Segment Start: Provided data

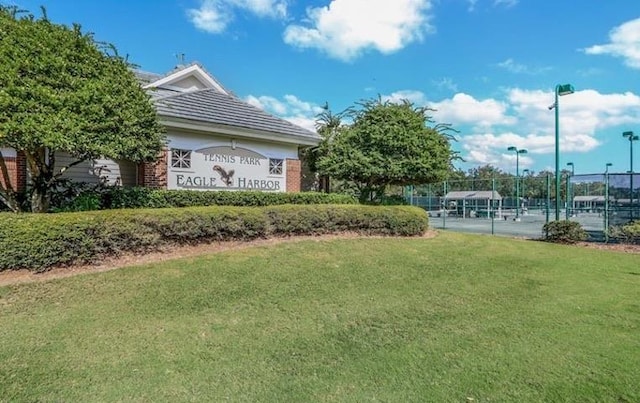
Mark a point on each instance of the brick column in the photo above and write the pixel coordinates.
(154, 174)
(21, 174)
(293, 175)
(10, 162)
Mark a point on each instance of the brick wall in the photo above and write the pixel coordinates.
(154, 174)
(17, 168)
(10, 162)
(293, 175)
(21, 174)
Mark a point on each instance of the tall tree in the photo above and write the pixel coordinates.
(387, 144)
(60, 90)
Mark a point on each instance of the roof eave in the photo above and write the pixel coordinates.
(242, 132)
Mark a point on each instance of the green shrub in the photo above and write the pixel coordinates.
(41, 241)
(627, 233)
(567, 232)
(137, 197)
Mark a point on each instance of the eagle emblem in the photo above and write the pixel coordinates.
(226, 176)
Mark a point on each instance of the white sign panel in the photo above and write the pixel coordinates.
(225, 168)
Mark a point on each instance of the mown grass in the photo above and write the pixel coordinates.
(446, 319)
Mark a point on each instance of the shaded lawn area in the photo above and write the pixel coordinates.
(445, 319)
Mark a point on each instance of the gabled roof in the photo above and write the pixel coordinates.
(213, 107)
(212, 104)
(180, 72)
(145, 77)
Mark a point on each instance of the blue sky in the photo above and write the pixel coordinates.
(488, 67)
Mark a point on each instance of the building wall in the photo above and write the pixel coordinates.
(112, 172)
(154, 174)
(220, 162)
(224, 152)
(16, 164)
(294, 180)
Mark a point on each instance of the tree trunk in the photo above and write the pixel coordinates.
(8, 195)
(40, 199)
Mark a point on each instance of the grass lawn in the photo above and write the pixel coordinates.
(446, 319)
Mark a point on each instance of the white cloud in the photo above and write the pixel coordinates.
(466, 110)
(290, 108)
(416, 97)
(345, 29)
(506, 3)
(518, 68)
(214, 16)
(625, 43)
(522, 119)
(582, 116)
(446, 83)
(471, 5)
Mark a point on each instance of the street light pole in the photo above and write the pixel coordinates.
(524, 192)
(518, 152)
(560, 90)
(606, 201)
(631, 137)
(569, 192)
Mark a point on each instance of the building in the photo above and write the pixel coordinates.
(215, 141)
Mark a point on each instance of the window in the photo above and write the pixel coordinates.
(180, 158)
(275, 166)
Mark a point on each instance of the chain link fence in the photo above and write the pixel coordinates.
(521, 207)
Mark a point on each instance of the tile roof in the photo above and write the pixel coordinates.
(212, 106)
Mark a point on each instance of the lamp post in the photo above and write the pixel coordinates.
(569, 196)
(518, 152)
(631, 137)
(560, 90)
(570, 164)
(606, 201)
(524, 181)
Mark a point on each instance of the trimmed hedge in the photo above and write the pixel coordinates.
(105, 198)
(567, 232)
(627, 233)
(41, 241)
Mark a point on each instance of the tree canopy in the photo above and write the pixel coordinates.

Segment End: Provided data

- **Exercise**
The full listing must come back exactly as written, with its pictures left out.

- **Task response**
Mark a point on each instance of the brick column in the photo above and write the pixel coordinates.
(154, 174)
(21, 174)
(293, 175)
(10, 162)
Mark a point on each instance of the brick wall in the photo above and write the pixel coordinates.
(154, 174)
(17, 168)
(10, 162)
(293, 175)
(21, 174)
Mark a point on each instance of the tall tree in the photo above and write the pixel coordinates.
(387, 144)
(60, 90)
Mark a point on each instance of the roof eave in the photo above and write the pixel coordinates.
(242, 132)
Mark a point on each instance of the green shrub in the photo above and write the pixel coordinates.
(41, 241)
(627, 233)
(567, 232)
(137, 197)
Mark a point on each instance of the eagle emblem in the photo above and write the pixel coordinates.
(226, 176)
Mark a point on each instance of the white sign panel in the photo above and write the pixel coordinates.
(225, 168)
Mark a point on each instance of the mown grass in the photo above and write the pixel coordinates.
(446, 319)
Mark a point on each instance of the shaded lawn area in the photo above and write the pixel coordinates.
(445, 319)
Mark a point on each instance of the gabled roof in the photo above and write the pixel coordinates.
(213, 107)
(212, 104)
(180, 72)
(145, 77)
Mark a point on each instance of the blue sky in the photo above and write the pixel coordinates.
(488, 67)
Mark a point on each instance of the building wall in the photo above and write the pixel coordinates.
(112, 172)
(154, 174)
(220, 162)
(224, 152)
(16, 164)
(294, 180)
Mark a point on each instance of the tree trunk in the photo above and write the pixel coordinates.
(8, 195)
(40, 199)
Mark a point on each instance of the grass lawn in the photo above and write the pixel coordinates.
(446, 319)
Mark a point on each instance of the white cloud in the photo above and write the pixel coordinates.
(466, 110)
(290, 108)
(416, 97)
(345, 29)
(506, 3)
(518, 68)
(214, 16)
(625, 43)
(522, 119)
(582, 116)
(446, 83)
(471, 5)
Mark a point on each instance of the street light pole in the photo above and write the pixel coordinates.
(524, 192)
(518, 152)
(560, 90)
(606, 201)
(631, 137)
(569, 192)
Mark a point on each instance of the building in the photo above and write the pixel coordinates.
(215, 141)
Mark a point on each instance of the window in the photo above and write the pixel coordinates.
(180, 158)
(275, 166)
Mark a point on each instance of the chain link fence in the photo above and write the pixel coordinates.
(521, 207)
Mark a point on each instance of the tile roof in the photo above and write the pixel coordinates.
(212, 106)
Mark a point on each instance of the lamp post in the photo above and write the pixel coordinates.
(569, 196)
(518, 152)
(631, 137)
(560, 90)
(570, 164)
(606, 201)
(524, 181)
Mark a point on each instance of the trimmed hedge in the photo above and write the pixel coordinates.
(105, 198)
(567, 232)
(627, 233)
(41, 241)
Mark a point on each instance of the tree canopy in the photo above and write the pixel coordinates.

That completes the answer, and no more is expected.